• **Assigned task**
Scan the data. Collect each line that contains the word "flag".

• **Records provided**
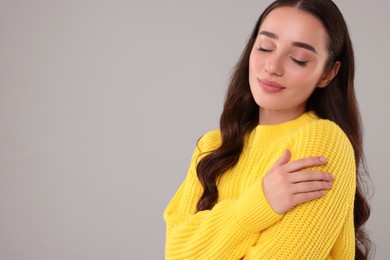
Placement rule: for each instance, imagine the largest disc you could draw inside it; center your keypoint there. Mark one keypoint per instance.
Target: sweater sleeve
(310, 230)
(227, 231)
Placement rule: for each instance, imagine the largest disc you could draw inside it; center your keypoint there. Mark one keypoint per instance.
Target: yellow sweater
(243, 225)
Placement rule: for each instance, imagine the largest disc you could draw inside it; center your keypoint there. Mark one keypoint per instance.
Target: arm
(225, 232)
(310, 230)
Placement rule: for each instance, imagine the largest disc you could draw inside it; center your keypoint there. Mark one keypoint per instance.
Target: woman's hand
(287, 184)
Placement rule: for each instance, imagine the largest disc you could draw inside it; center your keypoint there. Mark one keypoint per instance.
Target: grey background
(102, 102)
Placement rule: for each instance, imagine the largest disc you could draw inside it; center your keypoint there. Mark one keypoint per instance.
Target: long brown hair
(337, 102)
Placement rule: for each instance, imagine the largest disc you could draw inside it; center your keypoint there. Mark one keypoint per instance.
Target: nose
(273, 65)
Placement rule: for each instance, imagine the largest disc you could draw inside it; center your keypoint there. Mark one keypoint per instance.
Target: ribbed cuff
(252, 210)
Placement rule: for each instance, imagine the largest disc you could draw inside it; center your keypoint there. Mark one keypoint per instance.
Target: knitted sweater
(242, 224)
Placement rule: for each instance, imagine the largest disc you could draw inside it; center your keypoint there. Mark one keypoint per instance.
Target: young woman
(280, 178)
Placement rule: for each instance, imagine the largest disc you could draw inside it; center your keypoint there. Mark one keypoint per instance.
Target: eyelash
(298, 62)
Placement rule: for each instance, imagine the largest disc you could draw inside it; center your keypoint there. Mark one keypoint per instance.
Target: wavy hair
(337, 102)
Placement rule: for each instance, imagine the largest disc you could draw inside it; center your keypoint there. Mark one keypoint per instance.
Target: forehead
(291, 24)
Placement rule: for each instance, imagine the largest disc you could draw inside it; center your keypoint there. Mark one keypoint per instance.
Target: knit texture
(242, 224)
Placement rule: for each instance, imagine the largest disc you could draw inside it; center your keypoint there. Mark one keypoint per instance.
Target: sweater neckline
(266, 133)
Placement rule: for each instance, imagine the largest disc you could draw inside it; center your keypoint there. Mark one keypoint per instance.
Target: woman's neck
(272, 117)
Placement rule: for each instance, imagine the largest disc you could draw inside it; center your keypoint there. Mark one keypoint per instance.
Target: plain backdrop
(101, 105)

==

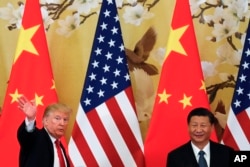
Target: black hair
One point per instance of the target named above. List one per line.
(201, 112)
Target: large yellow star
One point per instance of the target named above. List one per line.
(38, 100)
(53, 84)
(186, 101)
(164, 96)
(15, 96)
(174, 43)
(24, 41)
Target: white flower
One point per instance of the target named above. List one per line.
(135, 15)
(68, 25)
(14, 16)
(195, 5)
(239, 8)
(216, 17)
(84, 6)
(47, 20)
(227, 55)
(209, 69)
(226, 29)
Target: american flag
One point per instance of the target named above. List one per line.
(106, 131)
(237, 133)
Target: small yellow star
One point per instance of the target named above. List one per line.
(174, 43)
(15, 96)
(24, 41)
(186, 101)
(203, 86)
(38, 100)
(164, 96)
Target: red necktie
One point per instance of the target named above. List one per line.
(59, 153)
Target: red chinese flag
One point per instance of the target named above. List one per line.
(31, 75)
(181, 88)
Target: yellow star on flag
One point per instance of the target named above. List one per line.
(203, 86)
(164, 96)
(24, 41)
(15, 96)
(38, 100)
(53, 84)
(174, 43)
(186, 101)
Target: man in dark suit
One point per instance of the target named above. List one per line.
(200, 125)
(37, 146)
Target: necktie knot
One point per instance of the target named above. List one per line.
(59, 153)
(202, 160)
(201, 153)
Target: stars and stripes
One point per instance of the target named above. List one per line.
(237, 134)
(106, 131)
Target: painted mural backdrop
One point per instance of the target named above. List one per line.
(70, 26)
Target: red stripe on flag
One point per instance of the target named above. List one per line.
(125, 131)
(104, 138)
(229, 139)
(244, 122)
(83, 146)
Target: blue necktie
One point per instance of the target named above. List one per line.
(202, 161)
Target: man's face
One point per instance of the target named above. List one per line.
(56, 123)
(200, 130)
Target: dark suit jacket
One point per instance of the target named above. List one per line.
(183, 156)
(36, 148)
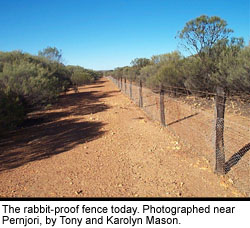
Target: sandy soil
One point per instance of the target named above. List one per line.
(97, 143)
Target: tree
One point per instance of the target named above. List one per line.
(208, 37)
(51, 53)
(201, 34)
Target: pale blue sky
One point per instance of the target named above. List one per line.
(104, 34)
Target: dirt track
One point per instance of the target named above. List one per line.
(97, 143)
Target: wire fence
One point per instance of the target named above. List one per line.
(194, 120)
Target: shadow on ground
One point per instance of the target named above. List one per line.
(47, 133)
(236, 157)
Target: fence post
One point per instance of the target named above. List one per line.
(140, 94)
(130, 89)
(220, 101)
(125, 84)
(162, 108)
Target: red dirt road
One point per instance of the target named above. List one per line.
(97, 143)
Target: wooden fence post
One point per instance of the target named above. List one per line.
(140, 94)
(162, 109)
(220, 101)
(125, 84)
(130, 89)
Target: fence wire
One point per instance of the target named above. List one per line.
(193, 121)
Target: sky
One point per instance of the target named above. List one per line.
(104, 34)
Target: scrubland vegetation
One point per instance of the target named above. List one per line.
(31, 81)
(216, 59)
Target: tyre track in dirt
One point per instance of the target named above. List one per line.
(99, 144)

• **Answer to the exercise**
Target: american flag
Target: red chinese flag
Target: yellow star on flag
Target: red stripe on flag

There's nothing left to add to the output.